# SHORT PROBLEM 1
Convert the entries that follow the passage on Mustang and F-82 night fighters into a JSON list of strings, with one string per line and no blank lines. Omit the pictures.

# SUPPLIED TEXT
=======

There's no way you're going to make a 2-seat RADAR equipped night fighter out of a P-51. For one thing, the only place to put all that extra gear is behind the pilot, displacing the fuselage tank - and your RADAR Observer. It might have been possible to hang an AN/APS-6 or AN/APS-19 "Bomb" on one ot the wing racks, like the Navy did, but you still need electricity for it, and a place to put the radar scope and controls. Not much room in a Mustang fuselage for that.
Oh, and 4th Fighter Group was a Day Fighter unit. Those antennae look more like a Radio Compass setup.
The F-82 would have been great, once they got it all working. The initial prototypes and early production models (The 20 P-82Bs, and the single C and D Night Fighter conversions) did have Packard Merlins - V1650-23/25s with ADI injection. The problem was, at the end of the War, the co-production agreement with Rolls expired, and there weren't going to be any more Merlins. Allison had the 2-stage (Integral main stage and hydraulically driven aux stage, with intercooler G series (V1710-143/145) They had great potential, but Allison had higher priority on the J33 and J35 jet engine projects, and getting the V1710Gs in shape was a long effort to sort out the highly stressed beast.

=======

# SHORT PROBLEM 2
Reproduce the passage on Mustang and F-82 night fighters above, in full and word for word.

=======

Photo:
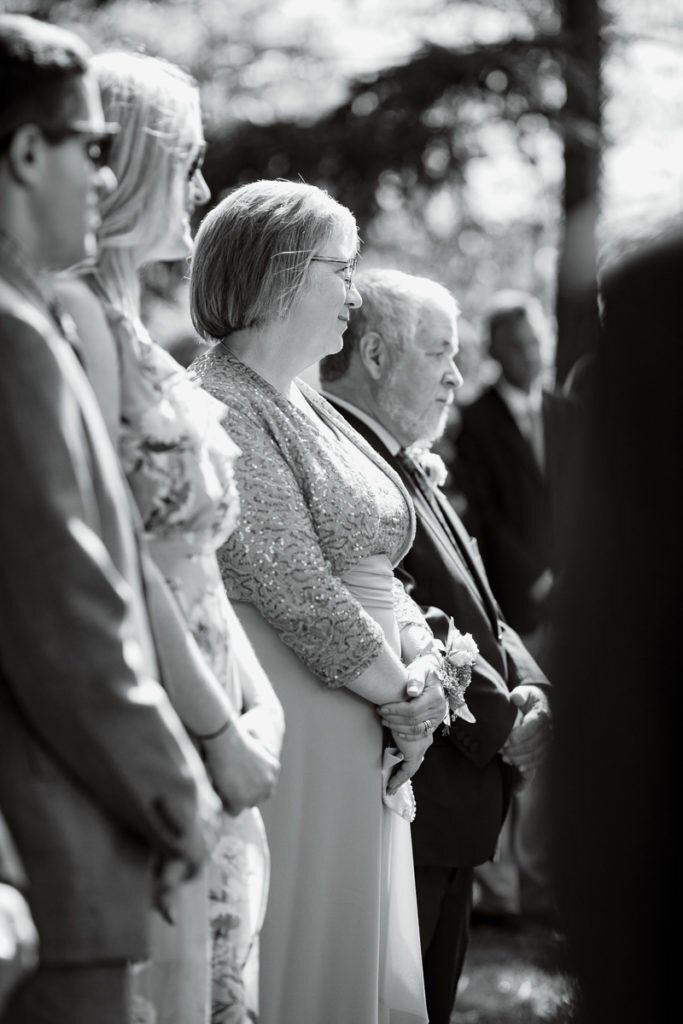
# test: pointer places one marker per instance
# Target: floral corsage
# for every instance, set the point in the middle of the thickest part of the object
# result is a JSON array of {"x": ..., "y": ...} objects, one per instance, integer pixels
[{"x": 459, "y": 654}]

=======

# FULL ANSWER 1
[
  "Photo:",
  "# test: pointer places one marker per instance",
  "# Target: floral corsage",
  "# for every instance, set the point in the middle of the thickest part of the object",
  "# result is a JSON array of {\"x\": ..., \"y\": ...} objects, one per instance, integer pixels",
  "[{\"x\": 459, \"y\": 654}]"
]

# FULL ANSWER 2
There's no way you're going to make a 2-seat RADAR equipped night fighter out of a P-51. For one thing, the only place to put all that extra gear is behind the pilot, displacing the fuselage tank - and your RADAR Observer. It might have been possible to hang an AN/APS-6 or AN/APS-19 "Bomb" on one ot the wing racks, like the Navy did, but you still need electricity for it, and a place to put the radar scope and controls. Not much room in a Mustang fuselage for that.
Oh, and 4th Fighter Group was a Day Fighter unit. Those antennae look more like a Radio Compass setup.
The F-82 would have been great, once they got it all working. The initial prototypes and early production models (The 20 P-82Bs, and the single C and D Night Fighter conversions) did have Packard Merlins - V1650-23/25s with ADI injection. The problem was, at the end of the War, the co-production agreement with Rolls expired, and there weren't going to be any more Merlins. Allison had the 2-stage (Integral main stage and hydraulically driven aux stage, with intercooler G series (V1710-143/145) They had great potential, but Allison had higher priority on the J33 and J35 jet engine projects, and getting the V1710Gs in shape was a long effort to sort out the highly stressed beast.